## [EXERCISE INSTRUCTIONS]
Output only the lines below that start at the line containing "the red ring" and end at the line containing "white waistband, a", with both ends kept.

## [EXERCISE INPUTS]
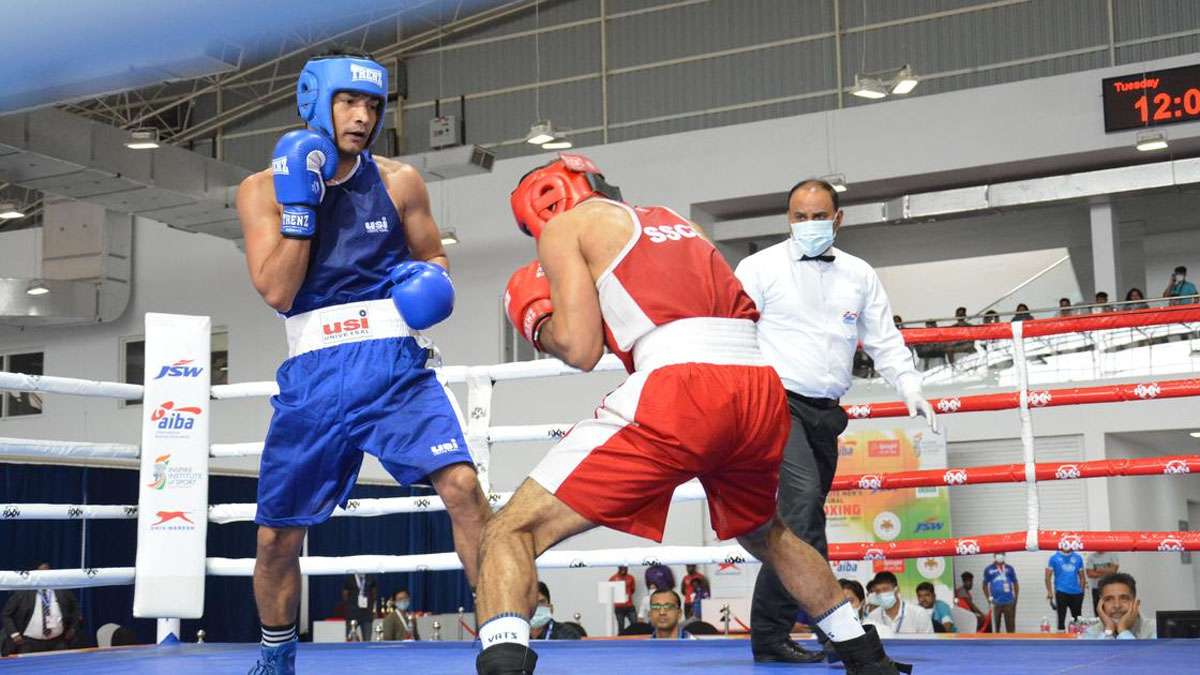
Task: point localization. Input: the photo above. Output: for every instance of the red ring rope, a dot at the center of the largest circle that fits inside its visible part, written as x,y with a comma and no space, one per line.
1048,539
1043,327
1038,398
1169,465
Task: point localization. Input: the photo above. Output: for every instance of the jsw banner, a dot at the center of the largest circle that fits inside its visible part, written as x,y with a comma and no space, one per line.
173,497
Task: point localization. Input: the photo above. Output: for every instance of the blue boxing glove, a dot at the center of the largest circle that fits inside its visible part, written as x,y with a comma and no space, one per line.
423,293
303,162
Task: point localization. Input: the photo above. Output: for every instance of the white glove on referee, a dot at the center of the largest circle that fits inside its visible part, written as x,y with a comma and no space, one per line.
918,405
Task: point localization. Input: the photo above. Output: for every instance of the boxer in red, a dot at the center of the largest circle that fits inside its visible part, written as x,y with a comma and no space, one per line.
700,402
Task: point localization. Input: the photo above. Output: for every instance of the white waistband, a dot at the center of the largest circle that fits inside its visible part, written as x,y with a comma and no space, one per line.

==

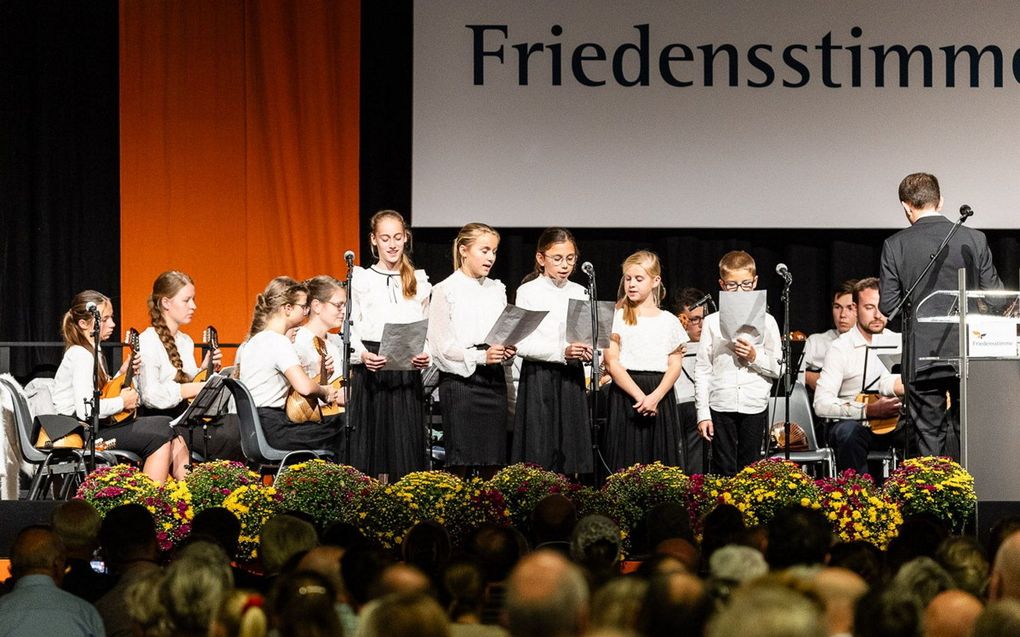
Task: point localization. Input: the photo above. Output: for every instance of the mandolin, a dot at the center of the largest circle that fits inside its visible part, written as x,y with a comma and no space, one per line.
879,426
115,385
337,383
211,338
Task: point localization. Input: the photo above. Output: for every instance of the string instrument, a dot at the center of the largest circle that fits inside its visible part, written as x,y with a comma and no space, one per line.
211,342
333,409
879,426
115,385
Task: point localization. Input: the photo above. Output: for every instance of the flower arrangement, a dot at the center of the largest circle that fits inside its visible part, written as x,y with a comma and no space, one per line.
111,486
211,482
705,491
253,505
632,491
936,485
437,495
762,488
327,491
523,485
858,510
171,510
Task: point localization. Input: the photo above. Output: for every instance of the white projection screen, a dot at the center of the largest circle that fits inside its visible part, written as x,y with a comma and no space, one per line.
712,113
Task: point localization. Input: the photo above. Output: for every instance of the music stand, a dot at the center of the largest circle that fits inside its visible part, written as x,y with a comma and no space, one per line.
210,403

==

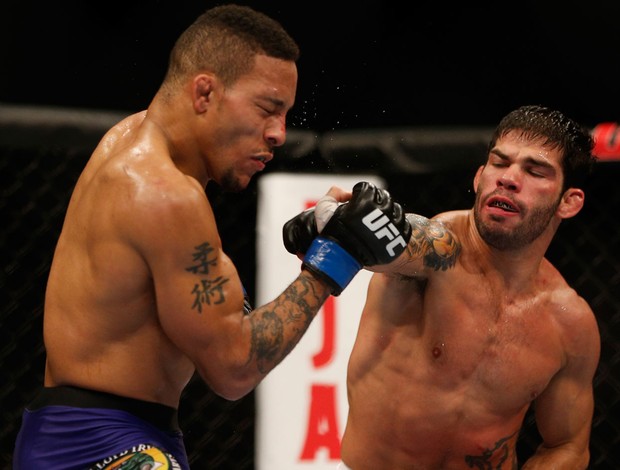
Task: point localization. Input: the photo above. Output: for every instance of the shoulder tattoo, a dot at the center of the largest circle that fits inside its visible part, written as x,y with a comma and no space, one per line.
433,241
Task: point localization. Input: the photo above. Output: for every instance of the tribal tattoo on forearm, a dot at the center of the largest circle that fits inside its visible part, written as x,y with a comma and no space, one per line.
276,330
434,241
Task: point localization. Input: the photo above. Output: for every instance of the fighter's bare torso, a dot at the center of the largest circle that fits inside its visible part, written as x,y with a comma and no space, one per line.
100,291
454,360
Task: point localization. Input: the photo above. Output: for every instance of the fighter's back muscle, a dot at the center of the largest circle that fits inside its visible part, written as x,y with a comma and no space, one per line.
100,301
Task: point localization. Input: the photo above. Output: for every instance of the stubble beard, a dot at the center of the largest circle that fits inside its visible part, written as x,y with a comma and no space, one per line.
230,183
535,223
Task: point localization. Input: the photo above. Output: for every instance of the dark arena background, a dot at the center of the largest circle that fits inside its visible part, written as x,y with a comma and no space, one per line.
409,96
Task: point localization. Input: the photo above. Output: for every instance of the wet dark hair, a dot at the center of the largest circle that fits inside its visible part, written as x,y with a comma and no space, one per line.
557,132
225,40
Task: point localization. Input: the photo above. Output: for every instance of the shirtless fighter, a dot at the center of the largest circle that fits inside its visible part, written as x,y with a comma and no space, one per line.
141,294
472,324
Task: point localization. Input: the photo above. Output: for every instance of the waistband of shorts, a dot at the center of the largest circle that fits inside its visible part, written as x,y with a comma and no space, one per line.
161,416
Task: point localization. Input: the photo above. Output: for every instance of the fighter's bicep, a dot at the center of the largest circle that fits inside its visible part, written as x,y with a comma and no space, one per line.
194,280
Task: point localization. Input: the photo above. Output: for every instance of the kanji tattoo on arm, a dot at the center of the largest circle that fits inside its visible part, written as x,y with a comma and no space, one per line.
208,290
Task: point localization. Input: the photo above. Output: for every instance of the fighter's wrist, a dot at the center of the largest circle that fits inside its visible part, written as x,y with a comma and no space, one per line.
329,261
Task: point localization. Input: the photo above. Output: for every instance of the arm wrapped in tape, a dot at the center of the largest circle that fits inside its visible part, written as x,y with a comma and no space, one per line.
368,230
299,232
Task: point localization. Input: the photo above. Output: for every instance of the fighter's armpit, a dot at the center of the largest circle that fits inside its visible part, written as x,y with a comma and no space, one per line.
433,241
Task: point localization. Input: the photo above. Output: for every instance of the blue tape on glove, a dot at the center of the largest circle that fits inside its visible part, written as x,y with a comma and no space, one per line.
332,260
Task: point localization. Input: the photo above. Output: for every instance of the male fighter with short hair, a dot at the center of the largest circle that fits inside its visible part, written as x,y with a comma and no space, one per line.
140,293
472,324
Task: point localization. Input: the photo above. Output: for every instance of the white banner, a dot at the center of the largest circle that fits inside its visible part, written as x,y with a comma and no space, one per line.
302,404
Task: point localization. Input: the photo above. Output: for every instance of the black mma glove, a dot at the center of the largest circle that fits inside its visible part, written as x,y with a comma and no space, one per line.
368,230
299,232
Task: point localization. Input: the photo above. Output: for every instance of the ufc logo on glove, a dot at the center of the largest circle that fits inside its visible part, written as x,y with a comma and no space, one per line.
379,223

## [OUTPUT BELOW]
Task: point localization. Input: the photo above. Output: for every instance of the red ring rope, a dot at the center of the largest circle that fits inside its visible part, written as x,y with a comma and no space, one per line.
1048,539
1043,327
1038,398
1169,465
Task: point localization. Input: the photo above. Output: for every instance of the jsw banner, a dot at the center of the largest circle that fits inside its visible part, written as x,y with a comma and no space, one per line.
173,497
Task: point localization. Input: the photo above. Output: for every instance of the blue boxing glove, a dot at the center of the largest circle that fits inside its visible part, written as x,y with a comma and no space, one per line.
423,293
303,162
Task: point localization. Input: the photo above. Output: for every instance of the white glove on referee, a dot at the center of the largest circle that fits inside its visible part, written as x,y with a comma and no space, one per line.
918,405
Task: point localization. Input: the photo above. Output: for every instance of the boxer in red, a dot at the center of the largest circle that fits inside its visible part, written as x,y with a comma and no space, one per line.
700,402
Task: point localization. Input: the photo above. Output: for every instance of the white waistband, a dot at the center of the largest circle that fits inside its visible part, written as x,y with a comma and no space, one per line.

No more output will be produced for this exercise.